───── Текст
Главный финансовый скандал тех времен – дело Фильшина, о котором много писали в газетах. Вице-премьер Геннадий Фильшин весной 1991 года попытался вывезти из СССР 70 миллиардов рублей наличными. – Это вообще был анекдот. Фильшин где-то услышал, что швейцарские банки покупают валюту любых стран мира по официальному курсу, и договорился с кем-то продать за доллары 70 миллиардов рублей. Силаев очень загорелся – у нас ведь валюты не было вообще, а тут такие деньги. Ельцин тоже рад был. А я говорю – вы что, у нас ведь в обороте всего 70 миллиардов! К тому же это – несколько эшелонов, под завязку набитых наличностью. Если один миллион трешками и десятками – это 16 килограммов, то представьте, сколько тонн весит 70 миллиардов. Естественно, так все и заглохло, только опозорились.
Проблему нулевого баланса российского Центробанка, впрочем, удалось решить тогда же – еще при жизни Советского Союза, – и тоже вполне оригинальным способом. Борис Ельцин выписал Центробанку 50 тонн золота из Гохра- на СССР.
– Привезли эти слитки к нам на Октябрьскую, сгрузили в подвал, я спускался смотреть – золото, настоящее. Теперь мы могли не краснеть, отвечая на вопросы иностранных партнеров о том, какой у России золотой запас. Хотя партнеры, конечно, были те еще. У меня до сих пор хранится письмо из Италии от какого-то рыцарского ордена, который под залог этих 50 тонн обещал нас кредитовать на 100 миллиардов долларов наличными. Мы же не знали, что таких денег просто не бывает, физически. Я ездил к этим итальянцам, разговаривал с ними. Смех один.
──────────
• [Поставленная задача]: Подхватите воспоминания о первых годах российского Центробанка и продолжите их сразу после последней фразы.
───── Набор данных
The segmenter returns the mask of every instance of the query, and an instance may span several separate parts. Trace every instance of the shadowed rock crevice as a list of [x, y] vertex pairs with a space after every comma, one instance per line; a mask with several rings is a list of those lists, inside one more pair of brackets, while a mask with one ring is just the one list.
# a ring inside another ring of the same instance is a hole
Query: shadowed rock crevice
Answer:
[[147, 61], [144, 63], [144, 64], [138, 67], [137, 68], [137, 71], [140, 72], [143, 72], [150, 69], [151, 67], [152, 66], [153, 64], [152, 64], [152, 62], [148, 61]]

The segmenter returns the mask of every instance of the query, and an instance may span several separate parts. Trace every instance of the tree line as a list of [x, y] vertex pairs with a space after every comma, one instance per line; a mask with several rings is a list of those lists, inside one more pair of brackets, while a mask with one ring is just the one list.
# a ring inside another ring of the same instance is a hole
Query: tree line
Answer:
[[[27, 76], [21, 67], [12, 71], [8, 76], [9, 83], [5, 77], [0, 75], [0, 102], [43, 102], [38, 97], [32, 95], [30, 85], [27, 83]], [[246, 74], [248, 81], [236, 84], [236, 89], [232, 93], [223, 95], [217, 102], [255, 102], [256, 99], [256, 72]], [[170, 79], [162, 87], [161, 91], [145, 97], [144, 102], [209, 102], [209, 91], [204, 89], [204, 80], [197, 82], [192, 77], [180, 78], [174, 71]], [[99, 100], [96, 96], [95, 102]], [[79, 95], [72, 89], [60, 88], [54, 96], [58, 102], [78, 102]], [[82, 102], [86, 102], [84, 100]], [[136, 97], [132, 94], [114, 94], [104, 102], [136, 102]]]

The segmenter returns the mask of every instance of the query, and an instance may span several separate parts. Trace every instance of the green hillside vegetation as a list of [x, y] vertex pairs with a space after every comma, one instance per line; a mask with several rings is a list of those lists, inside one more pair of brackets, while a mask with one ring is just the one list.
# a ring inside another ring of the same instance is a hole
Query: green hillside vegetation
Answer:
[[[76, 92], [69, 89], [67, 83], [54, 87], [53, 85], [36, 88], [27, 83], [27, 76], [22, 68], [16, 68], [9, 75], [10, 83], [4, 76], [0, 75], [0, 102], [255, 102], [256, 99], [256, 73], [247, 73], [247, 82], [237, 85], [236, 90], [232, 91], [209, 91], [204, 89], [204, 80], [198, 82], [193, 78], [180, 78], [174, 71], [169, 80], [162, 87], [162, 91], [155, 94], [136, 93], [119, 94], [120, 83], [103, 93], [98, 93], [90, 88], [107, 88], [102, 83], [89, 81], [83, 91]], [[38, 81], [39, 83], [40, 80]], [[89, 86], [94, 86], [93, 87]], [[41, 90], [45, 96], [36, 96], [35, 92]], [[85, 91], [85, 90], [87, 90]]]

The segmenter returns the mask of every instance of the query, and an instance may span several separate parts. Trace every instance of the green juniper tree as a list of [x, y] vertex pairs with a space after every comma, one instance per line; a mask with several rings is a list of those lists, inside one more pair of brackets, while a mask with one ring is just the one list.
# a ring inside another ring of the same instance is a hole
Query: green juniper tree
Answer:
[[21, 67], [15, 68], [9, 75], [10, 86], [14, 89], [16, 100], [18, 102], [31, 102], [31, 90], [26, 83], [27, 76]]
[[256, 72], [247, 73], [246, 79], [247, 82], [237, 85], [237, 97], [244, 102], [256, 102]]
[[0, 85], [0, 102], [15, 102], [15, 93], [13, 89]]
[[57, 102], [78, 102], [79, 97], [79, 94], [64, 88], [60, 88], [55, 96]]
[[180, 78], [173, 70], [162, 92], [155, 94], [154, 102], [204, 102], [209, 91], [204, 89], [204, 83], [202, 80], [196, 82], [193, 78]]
──────────
• [Результат выполнения]:
В августе 1991 года Верховный совет РСФСР отстранил (как потом оказалось – на несколько дней) Виктора Геращенко от руководства Госбанком СССР. Занять кабинет в здании Госбанка на Неглинной Матюхину удалось только в декабре, уже после Беловежских соглашений.
– Первым делом, – вспоминает Матюхин, – спустились в хранилища – а золотишка-то нет. По всем бумагам проходило, что у Госбанка – 300 тонн золота, а в хранилищах – ни грамма. Это уже потом я узнал, что все это золото еще в августе на пароходах вывезли за границу, но кто вывез – не знаю, и знать не хочу, а то мне голову открутят. 12 миллиардов долларов на счетах Внешэкономбанка за границей – тоже куда-то перевели, концов не найдешь. Сейчас много кто на эти деньги живет, как вы можете догадаться.
Впрочем, в первые постсоветские месяцы Матюхину было не до золотоискательства – перед Центробанком стояли гораздо более скучные задачи. 2 января 1992 года правительство Егора Гайдара объявило либерализацию цен.
– Мне никто ничего не сказал, – жалуется Матюхин. – Об отпуске цен я узнал из новостей по радио. Цены выросли, а деньги остались те же – трешки, пятерки, десятки. Их сразу же стало не хватать, мы даже ветхие купюры перестали утилизировать – а не то совсем все обрушится. Наконец, удалось договориться с Гознаком, чтобы печатать новые деньги – уже не десятки, а тысячи. Депутаты, конечно, подняли хай, что стимулирую инфляцию – но что мне еще оставалось.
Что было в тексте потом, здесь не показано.